Photo of Trudy Wolfe in beaded vest

Trudy Wolfe,
Transcript Section 13

Back to Interview Outline

click for next sectionNext Section

TRUDY: You know in Alaska, among the Native people it's -- a very hard thing to do is to become an officer of that organization. It doesn't matter what Indian organization it is. But it's very hard.

They're very fluent about everything. They need to know this, they need to know that. They want you to do this, they want you to do that.

So, it's very hard to be Indian. I don't know how other people are. I just know how hard it is to be an Indian, because I'm Indian. It was hard getting into different offices.

But with the School Board it was the Superintendents and the people that were delegates for the School Board that voted me in, so I got in. I didn't want to. Same thing with the Grand President. Though, I traveled quite a bit. That's where my kids came in, my husband came in.

KAREN: So, if you were traveling there was nobody in Hoonah to be the health aide while you were gone?

TRUDY: No, that's what I said. My kids and my husband were the ones. I never traveled before I had any help. It was after I had help.

KAREN: Once there was a second health aide?

TRUDY: Yeah, Bea Brown became a health aide.

KAREN: Did you ever feel -- you were talking about that, it's hard being Indian some times. Did you feel that with the work you did with the health aide and dealing with the hospital and the doctors or trainers or anything?

TRUDY: No, I never felt that way with the people. I did kind of feel that way with some of the people at the hospital because it didn't seem to bother them -- it seemed like that some people felt like you shouldn't have been Native. I always felt that way. I don't know if you know what I'm talking about --

KAREN: No, I don't --

TRUDY: -- but you're white. So, they would be happy if you were the health aide rather than a Tlingit. Tlingit woman. That's the way I felt. But -- but we became very close to the people that we worked with. They began to see the different view of, I guess, of Tlingit people.

KAREN: So, they did trust you.

TRUDY: They probably did, after the fact.

KAREN: It's interesting, and the thought just occurred to me that in a way you were ambassadors.

TRUDY: Yeah. I thought a lot of that. I thought a very lot of that. I always thought, well if it wasn't for us, our people wouldn't be able to do this. I felt that way about different organizations like the ANS and School Board.

KAREN: 'Cause yeah. There are people out there who didn't believe Native people could do things and you proved them wrong.

TRUDY: I just felt like that. It may have been just my own feelings that I felt like people didn't believe in us -- enough. I felt like they didn't believe in us enough to do anything.

KAREN: Well, that time period you probably were right.

TRUDY: But I worked very hard to make sure I tried to do everything right. I think everybody else did. After two or three years it would seem so minor when we went to training.

I'd tell Barbara: “You know, three years ago it seemed like we were under somebody's thumb, but now we don't feel that way.”

And she said: “Yeah, come to think of it.” We did what we pleased, we cooked anytime we pleased. We stayed at the housing that they had across the hospital, and we had our own kitchen we could cook there. That's why we had so much fun.

» **SUPPLIED RECORDS**
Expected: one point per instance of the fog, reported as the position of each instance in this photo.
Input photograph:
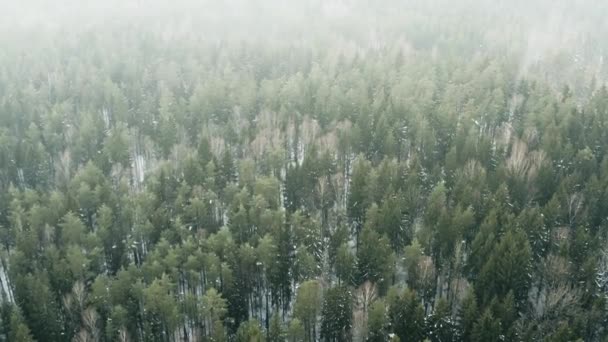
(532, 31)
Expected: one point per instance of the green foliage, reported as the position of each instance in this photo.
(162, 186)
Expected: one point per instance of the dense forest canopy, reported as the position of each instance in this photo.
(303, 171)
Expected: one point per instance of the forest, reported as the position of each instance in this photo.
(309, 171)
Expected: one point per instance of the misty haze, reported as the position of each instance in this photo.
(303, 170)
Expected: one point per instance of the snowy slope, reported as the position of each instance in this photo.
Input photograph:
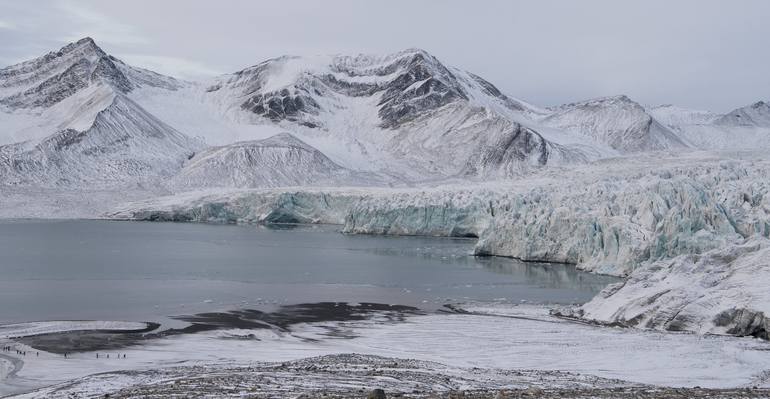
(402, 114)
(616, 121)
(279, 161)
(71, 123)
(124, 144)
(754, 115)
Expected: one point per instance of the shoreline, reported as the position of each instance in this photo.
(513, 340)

» **QUESTIONS**
1. Rewrite the paragraph of the interview that begins "But with the School Board" as a short bulleted list, keeping its main facts.
2. List every person named in the interview.
3. Answer from the interview:
(a) Who became a health aide, so that there was help while Trudy traveled?
(b) Which two organizations does Trudy name when she says she felt that without them, their people couldn't do this?
(c) Which community does Karen name when asking about a health aide while Trudy was gone?
The material has nothing to do with the interview.

» **RESPONSES IN ORDER**
1.
- The Superintendents and the School Board delegates voted her onto the School Board, so she got in, though she didn't want to.
- The same thing happened with the Grand President.
- She traveled quite a bit, and that's where her kids and husband came in.

2.
- Trudy Wolfe
- Karen
- Bea Brown
- Barbara

3.
(a) Bea Brown
(b) The ANS and the School Board
(c) Hoonah